AVAILABLE RECORDS:
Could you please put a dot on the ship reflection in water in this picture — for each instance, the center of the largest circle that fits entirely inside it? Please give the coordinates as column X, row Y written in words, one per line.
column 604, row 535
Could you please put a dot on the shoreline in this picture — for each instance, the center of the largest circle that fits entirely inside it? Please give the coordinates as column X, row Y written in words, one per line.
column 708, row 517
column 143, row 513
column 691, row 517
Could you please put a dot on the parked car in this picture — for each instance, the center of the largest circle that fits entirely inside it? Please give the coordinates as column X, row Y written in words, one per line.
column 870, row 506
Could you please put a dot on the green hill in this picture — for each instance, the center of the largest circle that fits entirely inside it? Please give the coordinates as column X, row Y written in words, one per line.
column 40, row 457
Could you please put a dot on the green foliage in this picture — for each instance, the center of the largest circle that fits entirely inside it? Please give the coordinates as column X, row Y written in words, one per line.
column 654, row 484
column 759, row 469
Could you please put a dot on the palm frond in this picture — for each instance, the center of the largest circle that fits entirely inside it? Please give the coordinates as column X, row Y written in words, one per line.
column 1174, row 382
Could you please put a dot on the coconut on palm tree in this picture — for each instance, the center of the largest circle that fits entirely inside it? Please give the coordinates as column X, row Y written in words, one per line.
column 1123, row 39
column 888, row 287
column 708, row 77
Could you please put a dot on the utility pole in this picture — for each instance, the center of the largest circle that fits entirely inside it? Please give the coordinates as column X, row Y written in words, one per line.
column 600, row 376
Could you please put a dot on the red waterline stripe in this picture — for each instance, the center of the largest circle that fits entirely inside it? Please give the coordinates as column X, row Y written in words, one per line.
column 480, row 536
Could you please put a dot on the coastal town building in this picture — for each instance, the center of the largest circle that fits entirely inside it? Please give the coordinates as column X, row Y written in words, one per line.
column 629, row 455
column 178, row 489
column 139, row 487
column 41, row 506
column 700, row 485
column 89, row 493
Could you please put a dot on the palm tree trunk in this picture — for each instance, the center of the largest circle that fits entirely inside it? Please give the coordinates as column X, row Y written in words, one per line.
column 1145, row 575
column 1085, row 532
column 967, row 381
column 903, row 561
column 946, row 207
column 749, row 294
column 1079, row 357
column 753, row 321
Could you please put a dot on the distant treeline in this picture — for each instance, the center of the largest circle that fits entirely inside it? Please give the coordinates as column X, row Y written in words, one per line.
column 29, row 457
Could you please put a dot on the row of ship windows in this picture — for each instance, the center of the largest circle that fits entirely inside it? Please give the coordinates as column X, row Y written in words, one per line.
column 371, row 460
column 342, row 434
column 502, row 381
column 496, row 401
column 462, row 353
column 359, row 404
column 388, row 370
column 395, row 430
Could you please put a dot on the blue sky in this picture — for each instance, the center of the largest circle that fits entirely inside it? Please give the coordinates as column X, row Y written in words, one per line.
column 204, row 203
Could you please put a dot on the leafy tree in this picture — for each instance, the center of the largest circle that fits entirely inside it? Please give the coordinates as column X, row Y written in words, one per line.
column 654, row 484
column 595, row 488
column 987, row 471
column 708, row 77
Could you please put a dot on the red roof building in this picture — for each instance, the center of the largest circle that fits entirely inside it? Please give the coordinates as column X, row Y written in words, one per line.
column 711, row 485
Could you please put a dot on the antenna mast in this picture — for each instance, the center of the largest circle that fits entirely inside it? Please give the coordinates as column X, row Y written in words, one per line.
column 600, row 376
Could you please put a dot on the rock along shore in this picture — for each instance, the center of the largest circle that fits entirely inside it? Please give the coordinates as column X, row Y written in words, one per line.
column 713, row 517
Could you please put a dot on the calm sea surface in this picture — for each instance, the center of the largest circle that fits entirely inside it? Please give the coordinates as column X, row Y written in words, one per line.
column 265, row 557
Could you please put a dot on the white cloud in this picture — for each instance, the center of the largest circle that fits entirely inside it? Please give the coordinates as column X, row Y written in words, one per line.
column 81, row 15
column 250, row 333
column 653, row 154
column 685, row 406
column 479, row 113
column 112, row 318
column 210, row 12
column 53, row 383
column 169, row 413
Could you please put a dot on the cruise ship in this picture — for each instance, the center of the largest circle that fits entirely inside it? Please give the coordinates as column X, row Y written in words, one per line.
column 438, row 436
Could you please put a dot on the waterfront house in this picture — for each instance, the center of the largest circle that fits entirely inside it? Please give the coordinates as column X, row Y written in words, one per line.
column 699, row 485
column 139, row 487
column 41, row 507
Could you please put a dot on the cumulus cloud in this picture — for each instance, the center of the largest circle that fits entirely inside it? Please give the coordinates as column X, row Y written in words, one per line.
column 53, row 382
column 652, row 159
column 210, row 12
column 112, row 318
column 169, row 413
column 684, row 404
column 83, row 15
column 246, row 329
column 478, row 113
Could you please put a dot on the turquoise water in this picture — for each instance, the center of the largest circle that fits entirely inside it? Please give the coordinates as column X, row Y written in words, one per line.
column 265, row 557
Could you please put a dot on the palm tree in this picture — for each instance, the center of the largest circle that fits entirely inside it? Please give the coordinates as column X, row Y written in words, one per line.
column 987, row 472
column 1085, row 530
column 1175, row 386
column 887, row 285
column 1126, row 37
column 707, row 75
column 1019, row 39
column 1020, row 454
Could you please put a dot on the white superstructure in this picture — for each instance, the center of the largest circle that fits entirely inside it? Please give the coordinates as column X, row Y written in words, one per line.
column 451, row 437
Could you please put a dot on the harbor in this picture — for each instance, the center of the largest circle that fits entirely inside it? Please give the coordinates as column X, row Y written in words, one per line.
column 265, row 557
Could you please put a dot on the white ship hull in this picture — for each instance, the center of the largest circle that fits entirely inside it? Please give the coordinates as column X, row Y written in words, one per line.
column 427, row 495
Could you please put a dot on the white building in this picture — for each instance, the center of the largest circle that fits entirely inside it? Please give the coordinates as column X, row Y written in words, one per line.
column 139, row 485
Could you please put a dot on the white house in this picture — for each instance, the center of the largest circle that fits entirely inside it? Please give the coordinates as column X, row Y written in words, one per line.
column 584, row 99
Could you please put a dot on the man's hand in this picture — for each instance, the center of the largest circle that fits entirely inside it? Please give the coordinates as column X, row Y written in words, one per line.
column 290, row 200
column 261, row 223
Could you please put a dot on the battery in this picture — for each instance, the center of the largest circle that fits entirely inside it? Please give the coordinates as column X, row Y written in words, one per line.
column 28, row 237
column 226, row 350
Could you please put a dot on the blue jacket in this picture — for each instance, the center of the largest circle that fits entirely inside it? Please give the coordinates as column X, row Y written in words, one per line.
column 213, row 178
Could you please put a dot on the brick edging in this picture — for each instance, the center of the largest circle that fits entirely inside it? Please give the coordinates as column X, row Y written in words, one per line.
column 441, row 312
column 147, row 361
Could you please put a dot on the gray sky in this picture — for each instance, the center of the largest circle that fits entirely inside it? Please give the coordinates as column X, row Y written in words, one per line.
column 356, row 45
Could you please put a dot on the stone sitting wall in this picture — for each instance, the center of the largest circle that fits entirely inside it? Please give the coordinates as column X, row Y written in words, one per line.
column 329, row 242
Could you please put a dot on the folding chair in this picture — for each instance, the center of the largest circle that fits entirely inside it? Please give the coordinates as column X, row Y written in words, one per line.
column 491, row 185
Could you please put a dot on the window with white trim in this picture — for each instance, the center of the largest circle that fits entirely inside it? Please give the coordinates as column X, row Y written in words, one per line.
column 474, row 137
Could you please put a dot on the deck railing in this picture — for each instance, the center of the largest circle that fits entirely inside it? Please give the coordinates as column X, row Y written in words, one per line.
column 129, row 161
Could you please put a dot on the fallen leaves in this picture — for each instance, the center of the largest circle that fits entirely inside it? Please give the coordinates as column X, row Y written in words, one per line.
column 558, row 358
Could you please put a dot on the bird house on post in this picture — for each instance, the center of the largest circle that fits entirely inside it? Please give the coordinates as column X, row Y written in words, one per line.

EXERCISE BRIEF: Reproduce the material above word for word, starting at its very first line and ending at the line that contains "column 604, row 535", with both of those lines included.

RESULT OF THE EXERCISE:
Could you please put a dot on the ship reflection in water in this picture — for each instance, the center of the largest circle that fits entirely inside it? Please give the coordinates as column X, row Y written in words, one per line.
column 604, row 535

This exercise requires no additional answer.